TEXT EXTRACT:
········
4.1. Benchmark Results

4.1.1. Performance Analysis

Figure 7 shows the performance achieved by all setups for all scenarios. Blue bars correspond to SBC-based setups while orange ones correspond to smartphone-based setups. By comparing all setups, it can be clearly noted that the best performance, i.e., the lowest accumulated inference latency value in all tested scenarios, is achieved with the Gigabyte Brix setup. The close-to-zero value indicates that inferences performed with this setup are near real-time—i.e., inference results associated with all CV tasks are obtained within the stream time. Concretely, in the BCS scenario, the accumulated latency in a stream time of

3^{'} 50^{″}

was 3 s. In the SWT scenario, the accumulated latency in a stream time of

30^{'}

was 1.2 s, while in the DMED scenario with a stream time of

8^{'} 55^{″}

, the value was 3.6 s. With the Raspberry Pi4 and Nvidia Jetson Nano setups, the obtained accumulated inference latency was significantly greater, and in most cases, the inference latency was the stream time multiplied by a factor of two to four—for detailed values, please refer to tables in Appendix A. The Nvidia Jetson Nano setups performed better than the Raspberry Pi4 setups in all cases. However, the workload always exceeded the inference capability. With these setups, reducing workload would be necessary to achieve near real-time performance. Some alternatives to reducing workload are creating more lightweight CV tasks by dropping frames and/or offloading some CV tasks to other edge nodes. These alternatives could come in turn with some QoS degradation as a result of increased network latency.
········
EXTRACTED ENTRIES:
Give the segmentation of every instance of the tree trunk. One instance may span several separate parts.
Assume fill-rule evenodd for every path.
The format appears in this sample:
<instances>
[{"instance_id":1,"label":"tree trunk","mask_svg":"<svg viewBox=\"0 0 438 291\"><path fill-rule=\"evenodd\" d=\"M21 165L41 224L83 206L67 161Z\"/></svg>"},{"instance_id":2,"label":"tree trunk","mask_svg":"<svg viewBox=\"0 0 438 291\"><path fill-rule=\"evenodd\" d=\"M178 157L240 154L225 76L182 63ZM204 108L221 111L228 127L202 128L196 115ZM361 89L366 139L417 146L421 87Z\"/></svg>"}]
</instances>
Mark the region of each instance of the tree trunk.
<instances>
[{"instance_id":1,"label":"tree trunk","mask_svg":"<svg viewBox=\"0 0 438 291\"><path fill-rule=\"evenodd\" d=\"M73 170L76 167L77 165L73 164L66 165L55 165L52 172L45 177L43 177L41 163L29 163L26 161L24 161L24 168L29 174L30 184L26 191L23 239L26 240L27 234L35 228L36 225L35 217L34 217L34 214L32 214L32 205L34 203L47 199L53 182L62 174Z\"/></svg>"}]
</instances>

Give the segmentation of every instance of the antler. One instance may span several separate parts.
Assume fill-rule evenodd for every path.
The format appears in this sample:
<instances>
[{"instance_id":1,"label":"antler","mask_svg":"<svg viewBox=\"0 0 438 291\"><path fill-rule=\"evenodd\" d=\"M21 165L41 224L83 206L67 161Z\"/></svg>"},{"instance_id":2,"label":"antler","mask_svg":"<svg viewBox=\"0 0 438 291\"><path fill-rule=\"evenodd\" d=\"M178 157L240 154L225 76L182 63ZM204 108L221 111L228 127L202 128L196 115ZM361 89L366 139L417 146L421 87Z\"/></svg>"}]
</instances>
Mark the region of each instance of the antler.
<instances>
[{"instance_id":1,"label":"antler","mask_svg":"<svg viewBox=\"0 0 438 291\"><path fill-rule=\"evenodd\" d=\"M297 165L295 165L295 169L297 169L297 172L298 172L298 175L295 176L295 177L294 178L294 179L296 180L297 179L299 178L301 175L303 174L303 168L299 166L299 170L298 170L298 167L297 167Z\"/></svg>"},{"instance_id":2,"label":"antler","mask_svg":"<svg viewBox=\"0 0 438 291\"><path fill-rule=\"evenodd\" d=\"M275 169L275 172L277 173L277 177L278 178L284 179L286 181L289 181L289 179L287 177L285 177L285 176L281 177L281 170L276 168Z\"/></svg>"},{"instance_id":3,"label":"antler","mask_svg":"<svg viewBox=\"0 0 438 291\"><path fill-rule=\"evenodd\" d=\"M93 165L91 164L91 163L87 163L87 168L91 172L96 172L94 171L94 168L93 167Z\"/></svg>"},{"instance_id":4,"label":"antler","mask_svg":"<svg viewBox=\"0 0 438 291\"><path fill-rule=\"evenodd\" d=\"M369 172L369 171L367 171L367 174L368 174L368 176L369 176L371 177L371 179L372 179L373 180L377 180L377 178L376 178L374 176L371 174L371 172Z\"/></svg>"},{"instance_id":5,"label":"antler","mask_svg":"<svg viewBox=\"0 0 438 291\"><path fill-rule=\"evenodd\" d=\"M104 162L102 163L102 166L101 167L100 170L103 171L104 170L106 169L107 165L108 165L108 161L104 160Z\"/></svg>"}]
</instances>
········
TO BE DONE:
[1] Reproduce verbatim the performance analysis passage, everything from "was 1.2 s, while" down to "increased network latency.".
[2] According to the performance analysis, why would the Raspberry Pi4 and Nvidia Jetson Nano setups need a reduced workload?

ANSWERS TO THE TASKS:
[1]
was 1.2 s, while in the DMED scenario with a stream time of

8^{'} 55^{″}

, the value was 3.6 s. With the Raspberry Pi4 and Nvidia Jetson Nano setups, the obtained accumulated inference latency was significantly greater, and in most cases, the inference latency was the stream time multiplied by a factor of two to four—for detailed values, please refer to tables in Appendix A. The Nvidia Jetson Nano setups performed better than the Raspberry Pi4 setups in all cases. However, the workload always exceeded the inference capability. With these setups, reducing workload would be necessary to achieve near real-time performance. Some alternatives to reducing workload are creating more lightweight CV tasks by dropping frames and/or offloading some CV tasks to other edge nodes. These alternatives could come in turn with some QoS degradation as a result of increased network latency.

[2] With these setups, the workload always exceeded the inference capability. In most cases, the accumulated inference latency was two to four times the stream time. Reducing the workload would be necessary for them to reach near real-time performance.